— YOUR ASSIGNMENT —
Could you reproduce the entries exactly, omitting every picture?

— RECORD EXCERPTS —
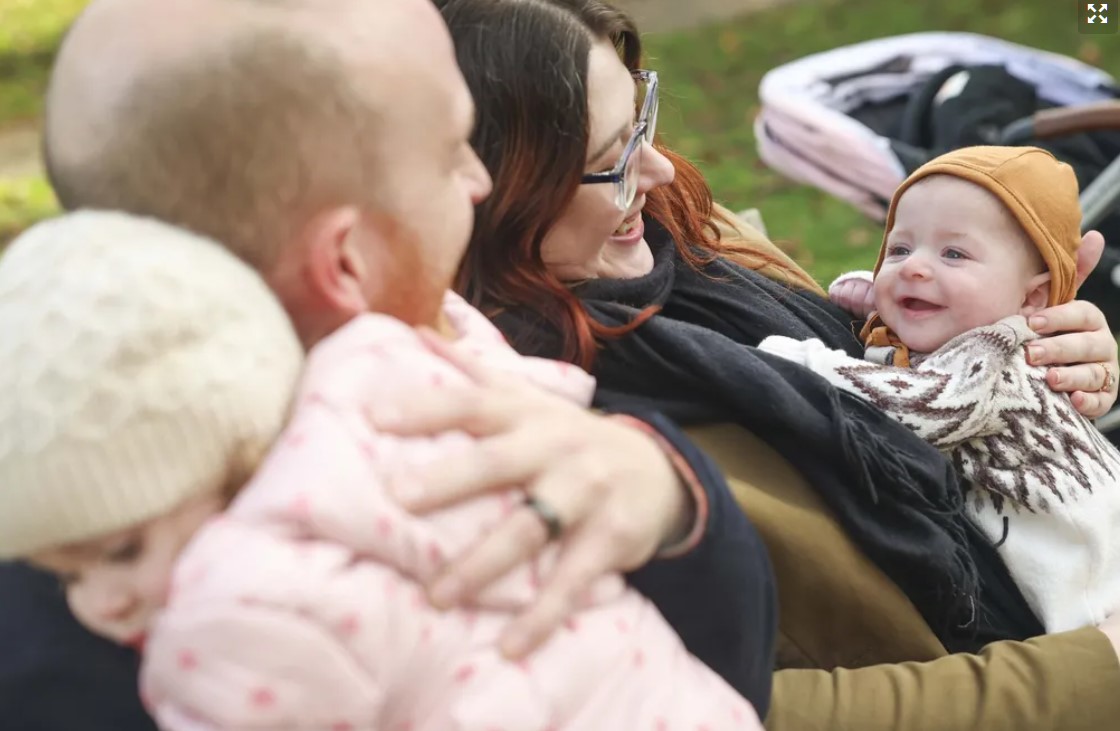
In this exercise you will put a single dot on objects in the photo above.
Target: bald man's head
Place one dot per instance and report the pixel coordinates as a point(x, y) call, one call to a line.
point(236, 119)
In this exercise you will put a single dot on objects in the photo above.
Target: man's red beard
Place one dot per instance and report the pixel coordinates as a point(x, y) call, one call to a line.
point(411, 288)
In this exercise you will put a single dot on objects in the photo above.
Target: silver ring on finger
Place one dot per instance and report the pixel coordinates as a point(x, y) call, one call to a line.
point(548, 515)
point(1109, 378)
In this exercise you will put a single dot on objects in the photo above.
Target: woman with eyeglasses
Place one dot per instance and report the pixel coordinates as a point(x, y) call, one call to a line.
point(603, 249)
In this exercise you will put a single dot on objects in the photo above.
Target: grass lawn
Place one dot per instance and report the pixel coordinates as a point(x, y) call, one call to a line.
point(709, 84)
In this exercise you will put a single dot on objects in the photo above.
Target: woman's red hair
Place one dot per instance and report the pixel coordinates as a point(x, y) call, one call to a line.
point(526, 65)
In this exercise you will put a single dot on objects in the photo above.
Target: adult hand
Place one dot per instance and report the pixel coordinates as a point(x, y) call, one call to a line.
point(1079, 343)
point(612, 486)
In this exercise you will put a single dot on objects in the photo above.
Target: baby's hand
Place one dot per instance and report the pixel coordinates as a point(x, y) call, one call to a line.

— WRITTEN ANSWER —
In this exercise you will put a single dot on objects in the photo above.
Target: bald man's head
Place one dot per instance and report the pixel coordinates as a point(x, y) call, one call to a line.
point(236, 119)
In this exercise you will put a single dot on objects in the photo above.
Target: man's red beard
Place one dot per instance and report the pixel coordinates as a point(x, y) call, one call to a line.
point(411, 288)
In this exercise you will put a single dot on objects in the photo above.
Target: silver ring on finger
Place one dot per instance and report the pixel coordinates as a point(x, y) call, one call to a line.
point(548, 515)
point(1109, 378)
In this exercise you will put a single dot on objects in the photo above.
Target: woman with eyeglasses
Place one dot per instance and report the pixel coordinates as a point(x, y) call, one call to a line.
point(603, 249)
In this exercise you will put a single dot on objects in the photo above.
Target: grass lawn
Place one dot per instance and report the pixel coordinates as a point(x, y) call, one call to a line.
point(709, 84)
In this exercise you will put a single dot on objects in the photo above.
Target: woman's red hair
Place one dot per instance and report the pixel coordinates as a point(x, y) call, one call to a line.
point(526, 65)
In this exercise you will put a single dot on objects in the photo above.
Target: adult hand
Place one dot per instance and report the pixel coordinates as a point(x, y) call, one call to a line.
point(1079, 343)
point(612, 486)
In this exercise you will put a single dot on objects in the photo above.
Target: baby's hand
Place one dot per instance and report the pixel coordinates as a point(x, y) call, one call to a line.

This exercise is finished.